**INPUT ROWS:**
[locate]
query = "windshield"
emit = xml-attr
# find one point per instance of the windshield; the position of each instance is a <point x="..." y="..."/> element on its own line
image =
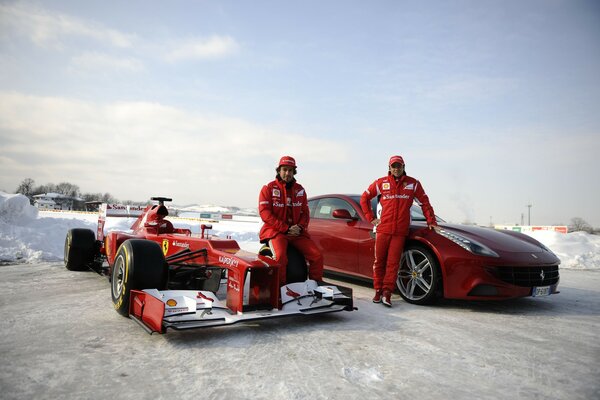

**INSTRUCTIONS TO FOLLOW:** Could you reproduce the data above verbatim, line for line, but without the picture?

**TASK OUTPUT:**
[locate]
query = "windshield"
emit = xml-attr
# find one point per instance of the windshield; the position of each instance is a <point x="..." y="..."/> element on its own line
image =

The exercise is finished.